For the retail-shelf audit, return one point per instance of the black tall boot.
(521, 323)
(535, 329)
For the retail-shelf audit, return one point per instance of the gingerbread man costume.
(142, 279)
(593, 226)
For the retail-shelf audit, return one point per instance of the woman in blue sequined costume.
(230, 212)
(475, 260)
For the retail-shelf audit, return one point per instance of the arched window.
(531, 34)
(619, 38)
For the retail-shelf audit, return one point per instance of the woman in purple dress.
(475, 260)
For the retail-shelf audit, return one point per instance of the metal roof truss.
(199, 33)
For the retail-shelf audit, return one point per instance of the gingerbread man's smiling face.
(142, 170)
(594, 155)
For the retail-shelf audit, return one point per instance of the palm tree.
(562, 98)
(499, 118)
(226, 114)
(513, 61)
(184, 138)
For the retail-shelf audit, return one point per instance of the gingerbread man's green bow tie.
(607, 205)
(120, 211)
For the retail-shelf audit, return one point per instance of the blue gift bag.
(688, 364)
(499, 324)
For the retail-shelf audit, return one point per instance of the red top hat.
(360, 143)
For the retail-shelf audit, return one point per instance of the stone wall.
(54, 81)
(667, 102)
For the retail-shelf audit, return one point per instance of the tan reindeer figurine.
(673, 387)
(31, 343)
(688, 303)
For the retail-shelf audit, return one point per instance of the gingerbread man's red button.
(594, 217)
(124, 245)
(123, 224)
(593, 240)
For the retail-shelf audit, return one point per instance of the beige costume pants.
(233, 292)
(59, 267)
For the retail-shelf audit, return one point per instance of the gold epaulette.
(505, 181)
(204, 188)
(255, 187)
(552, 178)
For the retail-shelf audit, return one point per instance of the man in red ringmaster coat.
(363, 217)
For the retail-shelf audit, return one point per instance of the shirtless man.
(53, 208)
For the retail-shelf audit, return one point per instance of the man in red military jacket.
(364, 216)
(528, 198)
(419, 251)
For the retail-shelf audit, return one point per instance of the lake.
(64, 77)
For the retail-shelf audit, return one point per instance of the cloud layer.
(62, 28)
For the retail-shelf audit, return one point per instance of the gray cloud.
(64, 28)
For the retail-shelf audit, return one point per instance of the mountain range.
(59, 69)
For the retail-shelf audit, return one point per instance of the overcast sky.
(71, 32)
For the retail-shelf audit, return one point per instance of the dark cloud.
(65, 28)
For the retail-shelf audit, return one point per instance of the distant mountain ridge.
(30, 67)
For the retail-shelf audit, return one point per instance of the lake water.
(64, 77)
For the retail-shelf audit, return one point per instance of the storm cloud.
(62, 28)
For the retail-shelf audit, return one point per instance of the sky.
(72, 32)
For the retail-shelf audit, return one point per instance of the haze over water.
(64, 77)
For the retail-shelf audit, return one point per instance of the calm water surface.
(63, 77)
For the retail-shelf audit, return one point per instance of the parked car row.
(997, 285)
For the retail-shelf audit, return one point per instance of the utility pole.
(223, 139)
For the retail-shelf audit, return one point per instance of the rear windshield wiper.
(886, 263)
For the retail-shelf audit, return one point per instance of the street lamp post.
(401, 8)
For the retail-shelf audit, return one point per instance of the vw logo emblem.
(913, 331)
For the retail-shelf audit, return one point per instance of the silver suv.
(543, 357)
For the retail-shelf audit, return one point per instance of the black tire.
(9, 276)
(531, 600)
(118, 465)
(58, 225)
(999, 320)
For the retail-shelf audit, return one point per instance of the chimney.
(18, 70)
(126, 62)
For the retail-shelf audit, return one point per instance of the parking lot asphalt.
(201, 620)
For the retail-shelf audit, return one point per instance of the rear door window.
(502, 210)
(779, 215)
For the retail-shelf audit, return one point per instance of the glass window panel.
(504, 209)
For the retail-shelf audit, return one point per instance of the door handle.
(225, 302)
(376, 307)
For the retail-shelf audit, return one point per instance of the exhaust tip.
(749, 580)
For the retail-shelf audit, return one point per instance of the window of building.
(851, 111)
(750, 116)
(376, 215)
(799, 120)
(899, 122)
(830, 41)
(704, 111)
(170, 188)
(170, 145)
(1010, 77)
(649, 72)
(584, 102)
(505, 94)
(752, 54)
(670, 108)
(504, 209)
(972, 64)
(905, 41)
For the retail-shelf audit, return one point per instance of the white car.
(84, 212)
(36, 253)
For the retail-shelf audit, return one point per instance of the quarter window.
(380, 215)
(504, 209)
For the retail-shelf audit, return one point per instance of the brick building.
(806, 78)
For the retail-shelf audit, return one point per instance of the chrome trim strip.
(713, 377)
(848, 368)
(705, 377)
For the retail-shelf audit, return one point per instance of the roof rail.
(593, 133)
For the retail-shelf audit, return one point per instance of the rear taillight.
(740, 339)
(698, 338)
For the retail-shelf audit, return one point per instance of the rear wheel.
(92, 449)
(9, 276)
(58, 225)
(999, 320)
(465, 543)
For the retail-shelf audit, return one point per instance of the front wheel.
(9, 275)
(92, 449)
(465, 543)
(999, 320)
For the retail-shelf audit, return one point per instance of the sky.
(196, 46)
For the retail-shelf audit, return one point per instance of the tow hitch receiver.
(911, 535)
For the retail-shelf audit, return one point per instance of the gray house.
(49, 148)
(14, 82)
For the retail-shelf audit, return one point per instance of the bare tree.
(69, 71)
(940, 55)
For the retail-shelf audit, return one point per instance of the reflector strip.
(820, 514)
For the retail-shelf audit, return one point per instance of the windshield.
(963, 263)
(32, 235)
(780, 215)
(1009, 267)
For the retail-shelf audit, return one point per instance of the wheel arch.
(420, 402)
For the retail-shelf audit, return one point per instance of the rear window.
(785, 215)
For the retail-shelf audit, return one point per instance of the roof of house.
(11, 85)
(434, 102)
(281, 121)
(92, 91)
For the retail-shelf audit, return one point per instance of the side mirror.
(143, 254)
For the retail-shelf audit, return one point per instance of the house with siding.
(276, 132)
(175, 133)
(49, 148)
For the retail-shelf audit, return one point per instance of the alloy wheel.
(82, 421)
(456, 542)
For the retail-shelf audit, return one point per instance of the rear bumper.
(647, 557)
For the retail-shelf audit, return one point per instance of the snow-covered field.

——————

**Task to carry out**.
The entire listing is to be reproduced without alteration.

**Written solution**.
For the retail-shelf audit, return one point per instance of the black tall boot.
(521, 323)
(535, 329)
For the retail-shelf audit, return one point per instance of the gingerbread man costume.
(142, 279)
(593, 226)
For the retail-shelf audit, return one point per instance of the woman in blue sequined costume.
(230, 212)
(475, 260)
For the retail-shelf audit, return one point per instance of the arched window.
(531, 34)
(619, 38)
For the retail-shelf audit, return one point per instance of the woman in purple dress.
(475, 260)
For the retail-shelf audit, return one point per instance of the metal roof truss.
(199, 33)
For the retail-shelf audit, return one point per instance of the gingerbread man's smiling face.
(142, 170)
(594, 155)
For the retail-shelf audit, return one point per instance of the palm tree.
(562, 98)
(499, 118)
(226, 114)
(513, 61)
(184, 138)
For the retail-shelf audit, return one point per instance of the gingerbread man's green bow tie.
(607, 205)
(120, 211)
For the retail-shelf audit, return one point per instance of the blue gift bag.
(688, 364)
(499, 324)
For the retail-shelf audit, return one point per instance of the red top hat.
(360, 143)
For the retail-shelf audit, return one point per instance of the stone wall.
(54, 81)
(667, 102)
For the retail-shelf audit, return one point per instance of the tan reindeer figurine.
(673, 387)
(31, 343)
(688, 303)
For the retail-shelf audit, return one point per instance of the gingerbread man's red button.
(594, 217)
(124, 245)
(123, 224)
(593, 240)
For the retail-shelf audit, return one point per instance of the beige costume pants.
(233, 292)
(59, 267)
For the retail-shelf audit, return one point per instance of the gold epaulette.
(505, 181)
(204, 188)
(255, 187)
(552, 178)
For the retail-shelf audit, return one point per instance of the man in red ringmaster coat.
(363, 217)
For the retail-shelf audit, return one point per instance of the shirtless man.
(53, 208)
For the retail-shelf audit, return one point per instance of the man in red military jacket.
(364, 216)
(528, 198)
(419, 251)
For the retail-shelf audit, return one point per instance of the lake.
(64, 77)
For the retail-shelf audit, return one point per instance of the cloud layer.
(62, 28)
For the retail-shelf audit, return one point per instance of the gray cloud.
(64, 28)
For the retail-shelf audit, return one point per instance of the mountain range.
(59, 69)
For the retail-shelf audit, return one point per instance of the overcast sky.
(71, 32)
For the retail-shelf audit, return one point per instance of the dark cloud.
(65, 28)
For the retail-shelf audit, return one point per instance of the distant mountain ridge.
(30, 67)
For the retail-shelf audit, return one point per instance of the lake water.
(64, 77)
For the retail-shelf audit, return one point per instance of the storm cloud.
(62, 28)
For the retail-shelf audit, return one point per instance of the sky.
(72, 32)
For the retail-shelf audit, return one point per instance of the haze over water.
(64, 77)
For the retail-shelf audit, return one point per instance of the calm water surface.
(63, 77)
For the retail-shelf audit, return one point per instance of the parked car row.
(997, 285)
For the retail-shelf audit, return one point per instance of the utility pole.
(223, 139)
For the retail-shelf audit, return one point per instance of the rear windshield wiper.
(886, 263)
For the retail-shelf audit, return one point per instance of the street lamp post.
(401, 8)
For the retail-shelf audit, return one point per instance of the vw logo emblem.
(913, 331)
For the retail-shelf audit, return one point per instance of the silver suv.
(543, 357)
For the retail-shelf audit, return one point per instance of the black tire.
(9, 276)
(531, 600)
(118, 465)
(58, 225)
(999, 320)
For the retail-shelf audit, return one point per instance of the chimney.
(18, 70)
(126, 62)
For the retail-shelf audit, return one point per instance of the parking lot asphalt.
(201, 620)
For the retail-shelf audit, return one point per instance of the rear door window.
(502, 210)
(779, 215)
For the retail-shelf audit, return one point per instance of the glass window panel.
(504, 209)
For the retail-shelf audit, return one point per instance of the door handle.
(225, 302)
(376, 307)
For the retail-shelf audit, return one point per instance of the exhaust tip.
(749, 580)
For the retail-shelf audit, return one point per instance of the window of building.
(851, 111)
(750, 116)
(376, 215)
(799, 120)
(899, 122)
(830, 41)
(704, 111)
(170, 188)
(170, 145)
(1010, 77)
(649, 72)
(584, 102)
(505, 94)
(752, 54)
(670, 108)
(504, 209)
(972, 64)
(905, 41)
For the retail-shelf audit, return one point per instance of the white car.
(84, 212)
(36, 253)
For the retail-shelf audit, return one point per instance of the quarter window.
(380, 215)
(504, 209)
For the retail-shelf audit, return one point per instance of the brick building.
(806, 78)
For the retail-shelf audit, return one point per instance of the chrome trim strip.
(713, 377)
(848, 368)
(705, 377)
For the retail-shelf audit, return one point per instance of the roof rail.
(593, 133)
For the retail-shelf audit, return one point per instance of the rear taillight.
(740, 339)
(698, 338)
For the retail-shelf audit, return one point per instance of the rear wheel.
(92, 449)
(9, 276)
(58, 225)
(999, 320)
(465, 543)
For the retail-shelf audit, return one point per instance of the front wheel.
(9, 275)
(92, 449)
(465, 543)
(999, 320)
For the retail-shelf audit, return one point per instance of the sky.
(196, 46)
For the retail-shelf audit, return one point per instance of the tow hitch receiver.
(911, 535)
For the retail-shelf audit, return one point per instance of the gray house.
(49, 148)
(14, 82)
For the retail-shelf audit, return one point per instance of the bare tree.
(69, 71)
(940, 55)
For the retail-shelf audit, return one point per instance of the reflector strip.
(820, 514)
For the retail-shelf audit, return one point per instance of the windshield.
(963, 263)
(32, 235)
(780, 215)
(1009, 267)
For the retail-shelf audit, return one point per instance of the wheel arch.
(420, 402)
For the retail-shelf audit, return one point per instance of the rear window.
(785, 215)
For the retail-shelf audit, return one point per instance of the roof of house.
(11, 85)
(434, 102)
(281, 121)
(92, 91)
For the retail-shelf audit, return one point per instance of the side mirror.
(143, 254)
For the retail-shelf audit, return one point per instance of the house with siding.
(276, 132)
(175, 133)
(49, 148)
For the retail-shelf audit, return one point per instance of the alloy wheel.
(82, 421)
(456, 542)
For the retail-shelf audit, return one point per instance of the rear bumper.
(647, 557)
For the retail-shelf audit, return one point per instance of the snow-covered field.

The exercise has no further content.